Dürfen Lehrer Schülern „followen“?
Medien Das Miteinander in sozialen Netzwerken ist streng geregelt. Doch klappt das in der Praxis?
Augsburg Die Zeiten, als junge Menschen in sozialen Netzwerken unter sich waren, sind vorbei. Längst haben auch Eltern und Großeltern Facebook und Co. für sich entdeckt. Diese Entwicklung bringt es mit sich, dass Schüler im Internet nicht nur das Profil des Banknachbarn, sondern auch das des Lehrers finden. Doch das digitale Miteinander zwischen Schüler und Lehrer ist nicht so einfach. Immerhin werden die einen von den anderen benotet. Deshalb hat das Bayerische Kultusministerium für Staatsbedienstete einen Leitfaden zum Umgang mit sozialen Medien erstellt.
Der stuft die Kontaktaufnahme in beide Richtungen, also sowohl von Schüler zu Lehrer als auch andersherum, als unzulässig ein. Freundschaftsanfragen verschicken oder Follower sein ist also nicht erlaubt. „Lehrkräfte sollten selbstverständlich nicht ‘Anhänger’ ihrer Schülerinnen und Schüler sein, die sie zu erziehen und zu bewerten haben“, heißt es im Leitfaden. Durch das Abhängigkeitsverhältnis könnten Schüler Anfragen ihres Lehrers praktisch nicht ablehnen. Doch auch Lehrer sollten Freundschaftsangebote von Schülern ablehnen, so die Richtlinie des Kultusministeriums.

________________

**Aufgaben**
**1)** Übertragen Sie folgenden Satz aus dem Text über Lehrer in sozialen Netzwerken ins Englische: „Immerhin werden die einen von den anderen benotet.“
**2)** Welche Stelle hat laut dem Text über Lehrer in sozialen Netzwerken den Leitfaden zum Umgang mit sozialen Medien erstellt?
**3)** Prüfen Sie anhand des Textes über Lehrer in sozialen Netzwerken, ob die Aussagen zutreffen:
(a) Der Leitfaden erlaubt Lehrkräften, ihren Schülern als Follower zu folgen.
(b) Auch Lehrer sollen Freundschaftsangebote von Schülern ablehnen.
(c) Soziale Netzwerke werden nur von jungen Menschen genutzt.

________________

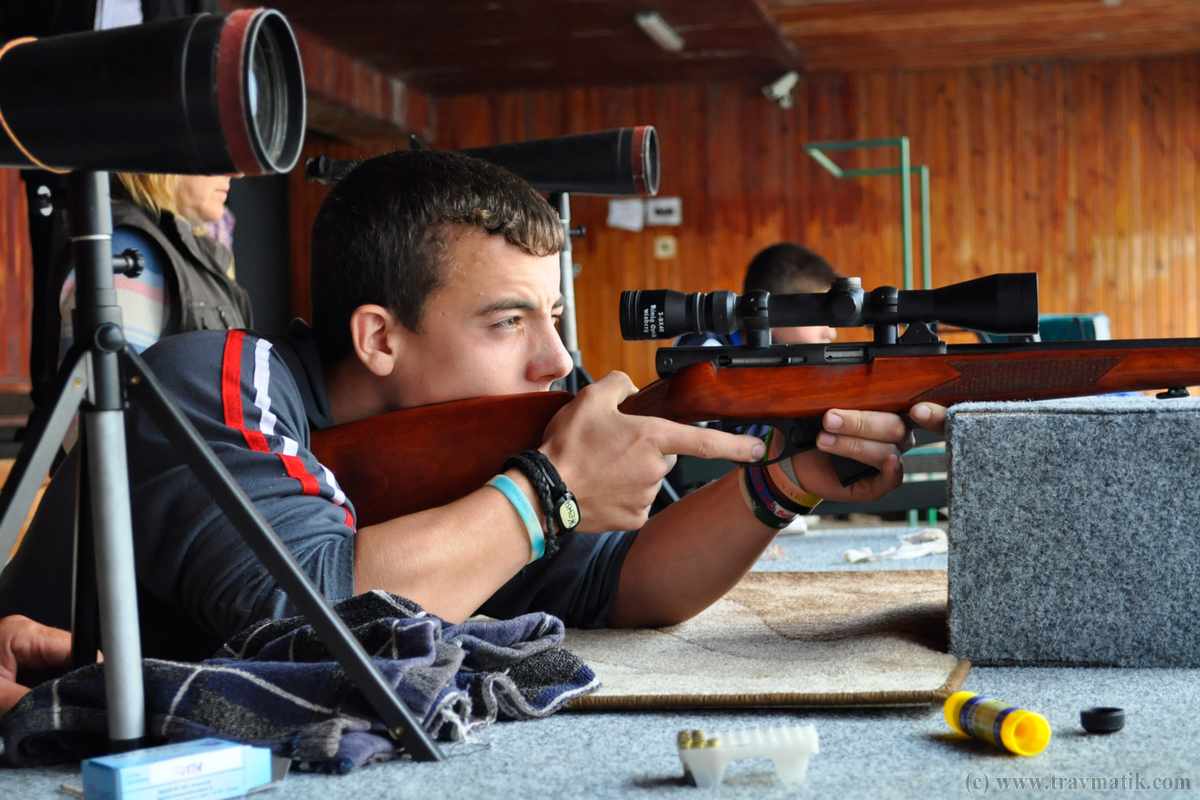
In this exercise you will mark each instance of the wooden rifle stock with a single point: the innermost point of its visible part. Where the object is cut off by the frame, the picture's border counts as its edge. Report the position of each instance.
(419, 458)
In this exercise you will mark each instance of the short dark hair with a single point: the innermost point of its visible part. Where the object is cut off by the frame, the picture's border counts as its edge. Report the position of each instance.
(789, 269)
(381, 234)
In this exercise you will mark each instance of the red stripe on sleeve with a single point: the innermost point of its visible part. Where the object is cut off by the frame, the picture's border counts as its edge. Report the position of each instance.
(297, 469)
(231, 392)
(235, 417)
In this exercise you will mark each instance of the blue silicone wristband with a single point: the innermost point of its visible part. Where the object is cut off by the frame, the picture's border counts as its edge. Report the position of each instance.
(528, 516)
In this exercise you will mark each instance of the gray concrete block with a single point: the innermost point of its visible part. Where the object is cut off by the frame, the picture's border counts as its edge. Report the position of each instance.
(1074, 533)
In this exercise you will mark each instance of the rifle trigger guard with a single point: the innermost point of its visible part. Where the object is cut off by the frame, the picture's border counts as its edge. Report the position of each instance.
(801, 435)
(798, 434)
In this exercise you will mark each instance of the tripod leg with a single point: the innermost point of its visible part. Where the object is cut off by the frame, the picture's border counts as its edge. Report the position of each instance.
(277, 559)
(46, 433)
(108, 480)
(84, 614)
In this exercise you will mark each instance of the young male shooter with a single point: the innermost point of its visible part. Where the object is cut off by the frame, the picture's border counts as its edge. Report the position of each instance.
(435, 277)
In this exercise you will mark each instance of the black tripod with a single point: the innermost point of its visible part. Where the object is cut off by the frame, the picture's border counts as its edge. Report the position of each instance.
(97, 373)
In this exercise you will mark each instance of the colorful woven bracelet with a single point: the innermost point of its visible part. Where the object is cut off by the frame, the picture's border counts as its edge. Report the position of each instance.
(766, 509)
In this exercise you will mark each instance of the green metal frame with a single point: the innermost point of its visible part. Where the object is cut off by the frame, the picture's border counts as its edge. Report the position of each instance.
(817, 150)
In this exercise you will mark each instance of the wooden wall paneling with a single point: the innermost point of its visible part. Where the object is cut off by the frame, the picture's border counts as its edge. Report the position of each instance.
(1187, 185)
(304, 200)
(16, 284)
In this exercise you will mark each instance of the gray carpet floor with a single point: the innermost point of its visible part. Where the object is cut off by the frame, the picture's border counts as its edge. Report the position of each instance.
(864, 752)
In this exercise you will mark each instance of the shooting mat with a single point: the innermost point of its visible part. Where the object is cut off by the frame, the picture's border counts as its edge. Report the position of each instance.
(786, 639)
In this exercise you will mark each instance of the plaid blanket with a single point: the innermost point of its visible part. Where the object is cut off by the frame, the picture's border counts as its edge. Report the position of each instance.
(275, 685)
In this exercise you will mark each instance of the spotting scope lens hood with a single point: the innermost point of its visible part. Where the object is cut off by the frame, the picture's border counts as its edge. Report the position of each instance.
(619, 162)
(209, 94)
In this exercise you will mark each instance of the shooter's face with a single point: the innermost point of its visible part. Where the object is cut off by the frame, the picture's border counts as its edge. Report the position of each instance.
(490, 330)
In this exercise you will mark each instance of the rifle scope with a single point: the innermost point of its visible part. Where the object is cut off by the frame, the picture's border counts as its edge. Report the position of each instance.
(996, 304)
(208, 94)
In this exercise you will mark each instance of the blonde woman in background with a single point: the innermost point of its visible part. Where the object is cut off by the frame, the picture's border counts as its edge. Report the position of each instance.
(189, 278)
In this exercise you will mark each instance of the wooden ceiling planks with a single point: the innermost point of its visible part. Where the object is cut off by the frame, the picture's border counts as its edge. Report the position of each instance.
(449, 47)
(859, 35)
(453, 47)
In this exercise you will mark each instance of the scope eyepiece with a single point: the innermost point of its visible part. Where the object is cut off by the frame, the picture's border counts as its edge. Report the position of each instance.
(666, 314)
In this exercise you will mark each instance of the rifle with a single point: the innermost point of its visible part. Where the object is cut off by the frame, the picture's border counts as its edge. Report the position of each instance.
(419, 458)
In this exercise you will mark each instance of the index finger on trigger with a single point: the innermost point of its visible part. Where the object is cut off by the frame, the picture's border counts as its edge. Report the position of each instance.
(675, 438)
(879, 426)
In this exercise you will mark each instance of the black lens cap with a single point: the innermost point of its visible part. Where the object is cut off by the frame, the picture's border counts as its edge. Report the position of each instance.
(1102, 720)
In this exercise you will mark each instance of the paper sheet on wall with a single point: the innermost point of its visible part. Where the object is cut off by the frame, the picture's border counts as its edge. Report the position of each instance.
(627, 214)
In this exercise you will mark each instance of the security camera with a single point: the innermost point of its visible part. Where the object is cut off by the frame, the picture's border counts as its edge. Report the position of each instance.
(781, 89)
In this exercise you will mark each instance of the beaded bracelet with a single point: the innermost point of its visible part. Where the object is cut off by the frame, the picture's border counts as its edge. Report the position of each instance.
(784, 483)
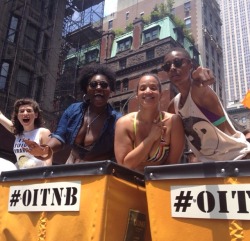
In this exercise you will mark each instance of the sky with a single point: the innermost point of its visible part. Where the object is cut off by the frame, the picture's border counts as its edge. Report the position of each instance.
(110, 7)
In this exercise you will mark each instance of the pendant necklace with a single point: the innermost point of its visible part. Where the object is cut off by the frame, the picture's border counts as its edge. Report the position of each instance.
(90, 123)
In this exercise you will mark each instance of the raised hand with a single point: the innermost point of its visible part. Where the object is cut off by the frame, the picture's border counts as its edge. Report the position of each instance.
(202, 77)
(35, 149)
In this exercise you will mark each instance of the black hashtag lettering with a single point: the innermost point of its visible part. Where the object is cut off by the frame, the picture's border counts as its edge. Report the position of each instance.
(183, 201)
(15, 197)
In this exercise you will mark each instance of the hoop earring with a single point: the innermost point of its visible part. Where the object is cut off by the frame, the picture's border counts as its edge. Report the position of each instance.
(85, 98)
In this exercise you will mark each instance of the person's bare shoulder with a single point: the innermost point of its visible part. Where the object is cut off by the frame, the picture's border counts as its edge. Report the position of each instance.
(44, 130)
(171, 107)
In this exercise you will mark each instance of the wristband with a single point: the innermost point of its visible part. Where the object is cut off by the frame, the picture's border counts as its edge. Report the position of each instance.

________________

**Lösungen**
**1)** After all, the one group is graded by the other.

**2)** Das Bayerische Kultusministerium.

**3)**
(a) Nein: „Freundschaftsanfragen verschicken oder Follower sein ist also nicht erlaubt.“
(b) Ja: „Doch auch Lehrer sollten Freundschaftsangebote von Schülern ablehnen“
(c) Nein: „Längst haben auch Eltern und Großeltern Facebook und Co. für sich entdeckt.“